STATED GOAL A >> In the text on Psalm 32, which Hebrew word is translated as "faithful" or "godly"?
STATED GOAL B >> Extend the reflection on Psalm 32 beyond its final sentence.

TEXT TO READ >>
Kindly-Ones
Psalm 32
This is what everyone faithful should pray
at a time when you can be found.
Then, when the floodwaters are raging,
they will not reach to him. (CJB)
Therefore let everyone who is godly
offer prayer to you at a time when you may be found;
surely in the rush of great waters,
they shall not reach him. (ESV)
The Hebrew word translated as “faithful” or “godly” is “chasid”
— from “chesed”: loving-kindness. Chesed is often translated as “mercy” or “grace”
and refers to the unbreakable bond (oath, covenant, vow) of love between God
and God’s people.
“A person who embodies chesed is known as
a chasid (hasid, חסיד), one who is faithful to the covenant
and who goes "above and beyond that which is normally required" and
a number of groups throughout Jewish history which focus on going "above
and beyond" have called themselves chasidim.”
(From Wikipedia)
I got some insight from the Hebrew interlinear website. It
isn’t easy to figure out, but by carefully comparing the translation with the
transliteration I came up with this:
“On this shall pray every kindly-one to you in the-season-of-finding-you—
doubtless in overflowing floodwaters many will not attain to him.”
The psalms are really tricky. First of all they are poetry,
and if I’m not moved when I read them, then I usually tend to doubt the
translation.

DATA SECTION >>
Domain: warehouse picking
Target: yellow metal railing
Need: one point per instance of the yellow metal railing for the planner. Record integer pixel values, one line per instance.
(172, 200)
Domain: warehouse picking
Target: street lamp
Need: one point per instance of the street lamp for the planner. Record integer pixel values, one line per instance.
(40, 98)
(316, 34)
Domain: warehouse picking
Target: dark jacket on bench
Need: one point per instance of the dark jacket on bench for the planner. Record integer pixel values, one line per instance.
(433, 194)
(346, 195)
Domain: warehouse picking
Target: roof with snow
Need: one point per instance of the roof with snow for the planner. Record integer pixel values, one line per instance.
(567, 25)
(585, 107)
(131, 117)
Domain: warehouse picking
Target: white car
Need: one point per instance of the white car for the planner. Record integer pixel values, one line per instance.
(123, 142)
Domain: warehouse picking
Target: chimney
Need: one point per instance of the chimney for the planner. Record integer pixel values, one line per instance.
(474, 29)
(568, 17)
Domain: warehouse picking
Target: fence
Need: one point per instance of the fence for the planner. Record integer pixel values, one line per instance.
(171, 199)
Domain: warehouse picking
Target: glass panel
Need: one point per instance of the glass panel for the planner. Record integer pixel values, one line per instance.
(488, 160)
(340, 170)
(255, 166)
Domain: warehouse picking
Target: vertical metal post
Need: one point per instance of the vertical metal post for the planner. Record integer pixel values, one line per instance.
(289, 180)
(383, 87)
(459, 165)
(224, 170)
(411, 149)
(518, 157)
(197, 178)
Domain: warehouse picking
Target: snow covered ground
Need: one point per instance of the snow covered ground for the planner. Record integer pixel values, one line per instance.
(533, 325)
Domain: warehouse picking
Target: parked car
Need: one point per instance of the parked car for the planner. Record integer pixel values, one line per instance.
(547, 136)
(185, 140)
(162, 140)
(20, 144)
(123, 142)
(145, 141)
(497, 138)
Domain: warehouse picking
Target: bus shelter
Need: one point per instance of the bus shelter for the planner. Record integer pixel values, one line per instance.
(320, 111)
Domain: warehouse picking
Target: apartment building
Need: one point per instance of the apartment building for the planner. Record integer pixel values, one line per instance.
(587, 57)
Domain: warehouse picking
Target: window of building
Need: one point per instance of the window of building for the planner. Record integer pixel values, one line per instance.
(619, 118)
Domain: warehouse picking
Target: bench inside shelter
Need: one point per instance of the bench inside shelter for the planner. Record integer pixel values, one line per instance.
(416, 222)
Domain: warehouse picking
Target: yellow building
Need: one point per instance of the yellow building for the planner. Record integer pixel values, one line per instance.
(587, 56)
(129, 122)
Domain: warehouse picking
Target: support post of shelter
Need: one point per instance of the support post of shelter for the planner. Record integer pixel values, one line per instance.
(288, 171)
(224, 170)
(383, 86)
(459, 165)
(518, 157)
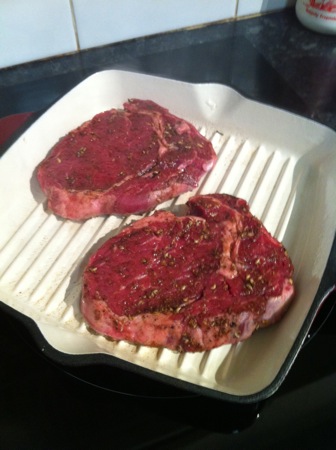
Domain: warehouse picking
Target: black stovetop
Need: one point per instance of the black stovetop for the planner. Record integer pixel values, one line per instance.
(46, 405)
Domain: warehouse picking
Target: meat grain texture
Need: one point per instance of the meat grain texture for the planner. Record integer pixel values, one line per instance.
(189, 283)
(124, 161)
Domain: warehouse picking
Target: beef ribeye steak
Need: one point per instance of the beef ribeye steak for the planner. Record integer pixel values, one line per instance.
(188, 283)
(124, 161)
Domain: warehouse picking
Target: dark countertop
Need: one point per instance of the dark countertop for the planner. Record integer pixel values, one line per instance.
(44, 405)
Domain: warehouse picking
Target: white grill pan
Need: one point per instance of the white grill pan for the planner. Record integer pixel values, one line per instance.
(282, 164)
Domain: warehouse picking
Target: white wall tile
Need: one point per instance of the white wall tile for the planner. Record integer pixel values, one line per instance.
(102, 22)
(247, 7)
(34, 29)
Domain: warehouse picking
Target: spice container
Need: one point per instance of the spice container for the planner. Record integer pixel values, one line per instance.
(318, 15)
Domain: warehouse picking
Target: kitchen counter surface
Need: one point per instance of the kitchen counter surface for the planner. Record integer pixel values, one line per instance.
(45, 405)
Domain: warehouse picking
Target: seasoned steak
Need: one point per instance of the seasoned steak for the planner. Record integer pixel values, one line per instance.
(188, 283)
(124, 161)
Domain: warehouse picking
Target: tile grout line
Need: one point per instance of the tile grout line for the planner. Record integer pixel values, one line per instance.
(74, 22)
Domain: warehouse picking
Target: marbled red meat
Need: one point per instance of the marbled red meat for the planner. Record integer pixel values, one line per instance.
(188, 283)
(124, 161)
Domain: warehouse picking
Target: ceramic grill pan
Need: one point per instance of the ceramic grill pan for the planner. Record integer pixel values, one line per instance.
(282, 164)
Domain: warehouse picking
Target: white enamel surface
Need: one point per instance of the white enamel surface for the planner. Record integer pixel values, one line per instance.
(282, 164)
(34, 29)
(104, 21)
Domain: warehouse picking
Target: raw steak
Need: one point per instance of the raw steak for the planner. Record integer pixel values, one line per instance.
(188, 283)
(124, 161)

OUTPUT A >> "Chasid"

OUTPUT B >>
Today, what moved me was “pray at a time when you can be found.”
It occurred to me that the simplest and most obvious thing
that a kindly person might pray about would be the certainty of being
overwhelmed by the floodwaters and unable to reach God. In the “season when God
may be found,” there is still the distant roar of the inevitable flood.
But then, there remains the firm connection between chesed
and covenant; and there is one covenant that specifically has to with
overwhelming floods: the covenant in which God promised Noah that there would
never again be a worldwide flood.
I know that it’s a weird twist… very nonlinear, in contrast
to the usual notion that if a ‘godly person’ prays to God in a time when God is
reachable, then when the flood comes it won’t overwhelm the petitioner. But,
see, that leaves me cold, and makes me think of under-the-table bargains and
quid-pro-quo arrangements. I don’t believe that God goes for conditional and
self-serving deals, at all. Ever.
I think the whole verse turns on the idea of
a “kindly-one”— a person who will give more
than is asked, out of loving-kindness and a deep connection to the inviolate bond
between us and God.
I also felt a solid link to the Bodhisattva
vow: ‘to save all sentient beings.’
So then, when the flood overwhelms any one of
us, the kindly-ones will step in.
The vow will hold, the connection stay strong—
and even when God can’t be found, and darkness and chaos get the upper hand— the
promise will still sustain.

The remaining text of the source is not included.